MATERIAL FOR THE TASK →
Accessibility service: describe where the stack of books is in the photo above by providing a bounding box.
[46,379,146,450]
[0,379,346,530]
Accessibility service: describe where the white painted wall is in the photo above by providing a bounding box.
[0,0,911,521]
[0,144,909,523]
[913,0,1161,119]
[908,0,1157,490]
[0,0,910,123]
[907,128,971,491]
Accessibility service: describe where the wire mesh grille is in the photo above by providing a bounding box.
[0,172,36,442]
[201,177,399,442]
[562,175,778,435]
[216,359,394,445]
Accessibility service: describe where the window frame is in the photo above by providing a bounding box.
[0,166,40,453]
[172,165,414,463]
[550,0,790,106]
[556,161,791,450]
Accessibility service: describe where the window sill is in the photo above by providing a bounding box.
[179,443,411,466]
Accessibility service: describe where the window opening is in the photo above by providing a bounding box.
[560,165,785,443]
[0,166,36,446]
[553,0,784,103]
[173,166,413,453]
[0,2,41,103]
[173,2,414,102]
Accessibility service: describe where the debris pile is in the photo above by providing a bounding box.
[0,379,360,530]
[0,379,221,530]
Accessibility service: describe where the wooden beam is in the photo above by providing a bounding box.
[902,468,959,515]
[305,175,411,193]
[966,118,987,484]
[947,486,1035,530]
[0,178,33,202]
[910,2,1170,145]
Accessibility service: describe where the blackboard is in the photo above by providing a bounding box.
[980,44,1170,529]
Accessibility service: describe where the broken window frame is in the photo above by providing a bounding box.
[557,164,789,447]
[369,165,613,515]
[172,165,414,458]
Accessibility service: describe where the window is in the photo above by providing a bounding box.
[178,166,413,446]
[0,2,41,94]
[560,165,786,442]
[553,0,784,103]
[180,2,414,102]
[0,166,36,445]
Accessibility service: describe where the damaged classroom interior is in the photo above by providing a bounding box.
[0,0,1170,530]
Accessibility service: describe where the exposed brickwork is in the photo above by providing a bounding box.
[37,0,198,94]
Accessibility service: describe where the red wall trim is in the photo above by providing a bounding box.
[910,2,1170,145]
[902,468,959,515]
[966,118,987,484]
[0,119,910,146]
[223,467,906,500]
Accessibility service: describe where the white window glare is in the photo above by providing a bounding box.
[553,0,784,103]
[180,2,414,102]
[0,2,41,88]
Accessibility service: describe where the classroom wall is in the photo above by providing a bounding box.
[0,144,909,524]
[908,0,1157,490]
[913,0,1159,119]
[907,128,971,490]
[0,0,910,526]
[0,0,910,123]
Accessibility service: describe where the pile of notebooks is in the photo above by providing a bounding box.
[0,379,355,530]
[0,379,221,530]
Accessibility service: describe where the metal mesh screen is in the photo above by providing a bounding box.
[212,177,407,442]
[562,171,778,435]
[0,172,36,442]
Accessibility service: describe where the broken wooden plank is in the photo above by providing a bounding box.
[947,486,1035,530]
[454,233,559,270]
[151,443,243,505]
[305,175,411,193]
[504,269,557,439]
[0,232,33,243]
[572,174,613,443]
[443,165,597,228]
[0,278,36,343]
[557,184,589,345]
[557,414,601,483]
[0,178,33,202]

EXERCISE DIRECTIONS → Can you render the records from the line containing "Accessibility service: describe where the broken window" through the line containing "[0,166,36,445]" as a numbered list, leaving out any blank lines?

SOLUTION FOR THIS EXERCISE →
1. Accessibility service: describe where the broken window frame is in the photo above by providing a bounding box.
2. [557,164,789,447]
3. [369,165,613,515]
4. [172,165,414,458]
5. Accessibility service: describe where the window is in the photo above by providing a bounding box.
6. [178,166,413,446]
7. [0,2,41,94]
8. [560,165,786,442]
9. [553,0,784,103]
10. [180,2,414,102]
11. [0,166,36,445]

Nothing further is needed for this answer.